**What you need to do:**
Among the records below, find the line that has "Target: tall antenna mast"; from there, give the lines again exactly, and stop after the line that has "Target: wide stone staircase".

***

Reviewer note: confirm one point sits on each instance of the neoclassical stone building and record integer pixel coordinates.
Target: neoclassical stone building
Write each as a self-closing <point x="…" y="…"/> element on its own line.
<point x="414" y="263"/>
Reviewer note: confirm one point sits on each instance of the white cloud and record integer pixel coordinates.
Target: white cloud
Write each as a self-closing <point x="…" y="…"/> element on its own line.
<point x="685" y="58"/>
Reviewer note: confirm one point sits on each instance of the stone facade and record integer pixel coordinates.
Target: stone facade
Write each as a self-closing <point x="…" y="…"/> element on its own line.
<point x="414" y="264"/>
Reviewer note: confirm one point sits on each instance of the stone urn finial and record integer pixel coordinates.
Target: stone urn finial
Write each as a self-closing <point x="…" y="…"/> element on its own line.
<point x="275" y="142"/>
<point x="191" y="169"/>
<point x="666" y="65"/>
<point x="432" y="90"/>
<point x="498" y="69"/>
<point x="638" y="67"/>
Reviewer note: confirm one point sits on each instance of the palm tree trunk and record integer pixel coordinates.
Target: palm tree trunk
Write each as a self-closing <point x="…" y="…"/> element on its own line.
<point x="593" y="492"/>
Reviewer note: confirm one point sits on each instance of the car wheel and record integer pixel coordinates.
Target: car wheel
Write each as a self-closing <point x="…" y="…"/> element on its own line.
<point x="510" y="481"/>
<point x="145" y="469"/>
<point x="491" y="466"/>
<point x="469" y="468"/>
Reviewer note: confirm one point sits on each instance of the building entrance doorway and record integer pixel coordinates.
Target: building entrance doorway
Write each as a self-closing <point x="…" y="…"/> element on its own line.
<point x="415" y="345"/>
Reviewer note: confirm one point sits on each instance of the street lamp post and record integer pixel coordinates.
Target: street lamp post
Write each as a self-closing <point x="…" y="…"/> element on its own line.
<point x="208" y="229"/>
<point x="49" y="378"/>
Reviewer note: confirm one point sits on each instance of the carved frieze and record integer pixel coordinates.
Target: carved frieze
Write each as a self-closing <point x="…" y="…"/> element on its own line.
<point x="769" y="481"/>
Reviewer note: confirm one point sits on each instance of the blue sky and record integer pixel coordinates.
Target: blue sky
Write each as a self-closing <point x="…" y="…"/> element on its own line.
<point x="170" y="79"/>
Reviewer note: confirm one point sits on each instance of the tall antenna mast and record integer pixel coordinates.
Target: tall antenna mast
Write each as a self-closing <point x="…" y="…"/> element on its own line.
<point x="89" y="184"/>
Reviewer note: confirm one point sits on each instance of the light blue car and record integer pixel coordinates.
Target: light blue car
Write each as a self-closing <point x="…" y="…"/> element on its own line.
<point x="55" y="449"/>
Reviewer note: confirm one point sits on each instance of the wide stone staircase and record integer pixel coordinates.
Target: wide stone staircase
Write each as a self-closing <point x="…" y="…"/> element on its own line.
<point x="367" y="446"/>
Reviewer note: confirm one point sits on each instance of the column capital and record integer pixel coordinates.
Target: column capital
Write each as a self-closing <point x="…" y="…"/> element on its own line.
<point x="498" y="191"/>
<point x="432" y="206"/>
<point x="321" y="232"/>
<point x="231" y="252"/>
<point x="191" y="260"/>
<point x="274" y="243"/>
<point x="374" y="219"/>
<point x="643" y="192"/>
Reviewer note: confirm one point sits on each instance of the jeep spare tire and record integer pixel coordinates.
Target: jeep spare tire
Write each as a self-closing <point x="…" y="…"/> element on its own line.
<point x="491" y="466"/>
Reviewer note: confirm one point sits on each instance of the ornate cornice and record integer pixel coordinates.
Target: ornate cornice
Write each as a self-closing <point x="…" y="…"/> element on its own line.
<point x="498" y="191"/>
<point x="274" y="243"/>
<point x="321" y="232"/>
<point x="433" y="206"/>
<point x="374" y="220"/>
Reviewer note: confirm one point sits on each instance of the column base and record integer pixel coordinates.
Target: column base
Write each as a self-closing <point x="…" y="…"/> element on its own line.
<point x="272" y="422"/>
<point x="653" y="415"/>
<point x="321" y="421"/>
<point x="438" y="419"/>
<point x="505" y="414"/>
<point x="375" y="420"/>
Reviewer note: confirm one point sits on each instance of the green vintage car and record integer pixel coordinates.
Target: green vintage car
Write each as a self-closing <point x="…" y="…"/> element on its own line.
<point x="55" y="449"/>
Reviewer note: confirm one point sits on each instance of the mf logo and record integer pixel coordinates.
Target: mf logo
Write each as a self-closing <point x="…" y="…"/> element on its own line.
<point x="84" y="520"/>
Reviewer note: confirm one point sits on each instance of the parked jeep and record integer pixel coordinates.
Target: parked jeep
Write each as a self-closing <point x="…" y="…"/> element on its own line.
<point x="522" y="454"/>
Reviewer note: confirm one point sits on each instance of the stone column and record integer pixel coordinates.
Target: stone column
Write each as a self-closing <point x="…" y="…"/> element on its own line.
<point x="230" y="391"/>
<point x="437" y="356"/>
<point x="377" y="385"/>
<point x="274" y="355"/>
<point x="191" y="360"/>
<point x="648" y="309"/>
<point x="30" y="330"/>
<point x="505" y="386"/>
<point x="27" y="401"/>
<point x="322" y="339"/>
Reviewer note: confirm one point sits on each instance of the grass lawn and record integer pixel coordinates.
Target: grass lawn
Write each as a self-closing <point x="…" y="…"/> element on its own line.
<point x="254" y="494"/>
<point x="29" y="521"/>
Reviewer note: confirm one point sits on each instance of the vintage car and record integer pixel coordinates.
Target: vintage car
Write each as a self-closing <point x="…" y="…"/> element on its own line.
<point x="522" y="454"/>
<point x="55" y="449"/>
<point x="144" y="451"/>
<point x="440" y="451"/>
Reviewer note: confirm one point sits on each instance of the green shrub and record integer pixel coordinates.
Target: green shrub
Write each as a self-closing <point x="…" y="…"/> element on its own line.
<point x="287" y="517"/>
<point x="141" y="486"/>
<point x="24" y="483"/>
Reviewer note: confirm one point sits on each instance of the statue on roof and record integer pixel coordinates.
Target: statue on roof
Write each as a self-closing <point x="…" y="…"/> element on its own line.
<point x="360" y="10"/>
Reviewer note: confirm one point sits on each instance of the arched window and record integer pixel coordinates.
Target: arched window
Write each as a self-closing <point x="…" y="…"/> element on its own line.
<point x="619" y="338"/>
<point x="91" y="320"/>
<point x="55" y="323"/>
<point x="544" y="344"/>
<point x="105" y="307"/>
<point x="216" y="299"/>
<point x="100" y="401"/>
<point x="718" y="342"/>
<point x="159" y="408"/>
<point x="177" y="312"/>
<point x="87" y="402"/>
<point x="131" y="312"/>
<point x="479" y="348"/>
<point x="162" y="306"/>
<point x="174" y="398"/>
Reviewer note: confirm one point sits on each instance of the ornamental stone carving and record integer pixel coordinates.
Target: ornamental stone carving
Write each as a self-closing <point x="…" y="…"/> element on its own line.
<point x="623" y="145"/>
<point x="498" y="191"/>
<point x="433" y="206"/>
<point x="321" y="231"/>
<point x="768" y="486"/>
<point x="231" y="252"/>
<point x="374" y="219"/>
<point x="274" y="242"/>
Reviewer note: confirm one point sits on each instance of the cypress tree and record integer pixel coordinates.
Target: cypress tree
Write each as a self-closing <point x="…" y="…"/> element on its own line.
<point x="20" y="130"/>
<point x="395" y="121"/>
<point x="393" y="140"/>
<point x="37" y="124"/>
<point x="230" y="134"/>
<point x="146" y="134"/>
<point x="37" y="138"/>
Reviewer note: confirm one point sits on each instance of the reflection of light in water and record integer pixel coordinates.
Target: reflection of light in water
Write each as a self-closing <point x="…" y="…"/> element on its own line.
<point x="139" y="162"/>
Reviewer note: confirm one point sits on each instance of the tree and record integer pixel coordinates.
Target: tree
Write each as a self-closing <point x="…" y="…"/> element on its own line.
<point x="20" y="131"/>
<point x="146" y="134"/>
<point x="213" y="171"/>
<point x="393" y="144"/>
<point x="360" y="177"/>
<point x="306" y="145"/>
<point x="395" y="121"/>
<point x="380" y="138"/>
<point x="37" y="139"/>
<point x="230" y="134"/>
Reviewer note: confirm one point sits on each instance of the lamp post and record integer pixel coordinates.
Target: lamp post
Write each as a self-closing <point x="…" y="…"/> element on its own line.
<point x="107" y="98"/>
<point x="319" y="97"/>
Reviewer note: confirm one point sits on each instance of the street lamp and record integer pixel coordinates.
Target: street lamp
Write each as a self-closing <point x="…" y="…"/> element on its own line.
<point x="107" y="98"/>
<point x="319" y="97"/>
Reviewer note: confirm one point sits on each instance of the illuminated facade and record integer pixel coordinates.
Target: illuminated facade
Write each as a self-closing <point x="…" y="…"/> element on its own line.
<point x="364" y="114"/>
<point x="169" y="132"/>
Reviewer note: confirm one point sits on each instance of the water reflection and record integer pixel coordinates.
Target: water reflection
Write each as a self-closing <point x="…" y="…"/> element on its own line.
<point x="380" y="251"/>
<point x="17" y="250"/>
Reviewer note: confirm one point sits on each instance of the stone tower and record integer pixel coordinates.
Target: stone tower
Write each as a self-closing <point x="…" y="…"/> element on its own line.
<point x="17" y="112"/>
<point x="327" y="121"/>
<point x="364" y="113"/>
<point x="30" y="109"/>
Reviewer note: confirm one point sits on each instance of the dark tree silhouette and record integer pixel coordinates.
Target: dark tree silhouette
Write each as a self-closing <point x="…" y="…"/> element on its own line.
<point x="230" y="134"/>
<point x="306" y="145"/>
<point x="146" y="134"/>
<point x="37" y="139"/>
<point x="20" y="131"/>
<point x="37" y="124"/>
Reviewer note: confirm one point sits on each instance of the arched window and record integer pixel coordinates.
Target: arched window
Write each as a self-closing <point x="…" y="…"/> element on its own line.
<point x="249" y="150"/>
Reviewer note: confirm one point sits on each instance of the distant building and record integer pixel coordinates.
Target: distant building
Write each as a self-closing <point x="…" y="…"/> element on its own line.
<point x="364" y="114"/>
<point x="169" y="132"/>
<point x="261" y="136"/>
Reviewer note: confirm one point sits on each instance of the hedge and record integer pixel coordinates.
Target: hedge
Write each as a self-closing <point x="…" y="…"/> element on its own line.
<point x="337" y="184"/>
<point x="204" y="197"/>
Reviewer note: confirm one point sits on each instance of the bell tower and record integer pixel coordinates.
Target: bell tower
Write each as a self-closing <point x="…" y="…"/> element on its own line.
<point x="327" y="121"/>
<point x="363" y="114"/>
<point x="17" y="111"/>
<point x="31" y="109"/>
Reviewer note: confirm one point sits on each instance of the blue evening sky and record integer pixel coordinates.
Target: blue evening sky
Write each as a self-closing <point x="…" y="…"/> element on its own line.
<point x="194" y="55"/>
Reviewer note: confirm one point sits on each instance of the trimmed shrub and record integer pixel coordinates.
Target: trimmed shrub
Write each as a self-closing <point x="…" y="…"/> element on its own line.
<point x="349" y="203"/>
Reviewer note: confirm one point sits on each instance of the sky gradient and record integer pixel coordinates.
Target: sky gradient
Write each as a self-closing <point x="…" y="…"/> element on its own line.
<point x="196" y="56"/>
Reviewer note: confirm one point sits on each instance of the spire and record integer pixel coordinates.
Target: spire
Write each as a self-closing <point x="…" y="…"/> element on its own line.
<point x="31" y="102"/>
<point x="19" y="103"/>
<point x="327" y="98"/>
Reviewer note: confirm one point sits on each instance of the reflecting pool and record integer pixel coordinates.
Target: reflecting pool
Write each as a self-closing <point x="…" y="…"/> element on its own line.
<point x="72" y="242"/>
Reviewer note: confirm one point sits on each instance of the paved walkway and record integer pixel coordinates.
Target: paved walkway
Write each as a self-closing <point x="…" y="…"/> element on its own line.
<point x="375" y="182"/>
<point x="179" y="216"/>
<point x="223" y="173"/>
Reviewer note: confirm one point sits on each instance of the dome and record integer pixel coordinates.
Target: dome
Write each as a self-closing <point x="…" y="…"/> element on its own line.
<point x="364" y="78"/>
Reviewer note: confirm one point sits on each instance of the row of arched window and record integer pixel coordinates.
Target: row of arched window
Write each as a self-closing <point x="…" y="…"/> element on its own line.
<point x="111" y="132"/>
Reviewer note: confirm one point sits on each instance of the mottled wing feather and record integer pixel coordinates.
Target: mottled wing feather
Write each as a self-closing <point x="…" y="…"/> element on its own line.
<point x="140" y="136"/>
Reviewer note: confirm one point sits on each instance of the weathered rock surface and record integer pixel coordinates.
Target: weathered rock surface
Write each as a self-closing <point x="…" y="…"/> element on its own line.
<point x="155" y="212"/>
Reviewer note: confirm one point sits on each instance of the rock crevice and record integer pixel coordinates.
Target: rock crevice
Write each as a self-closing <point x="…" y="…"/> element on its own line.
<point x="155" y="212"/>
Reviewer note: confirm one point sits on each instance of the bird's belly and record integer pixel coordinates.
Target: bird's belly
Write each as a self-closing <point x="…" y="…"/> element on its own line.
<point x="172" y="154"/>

***

**Output for this exercise:**
Target: tall antenna mast
Write each as a self-closing <point x="…" y="…"/> element on its own line.
<point x="89" y="184"/>
Reviewer note: confirm one point sits on each instance of the light blue car and record integer pixel coordinates.
Target: light blue car
Write each as a self-closing <point x="…" y="…"/> element on its own line.
<point x="55" y="449"/>
Reviewer note: confirm one point sits on each instance of the wide stone staircase and record integer pixel coordinates.
Target: wide stone staircase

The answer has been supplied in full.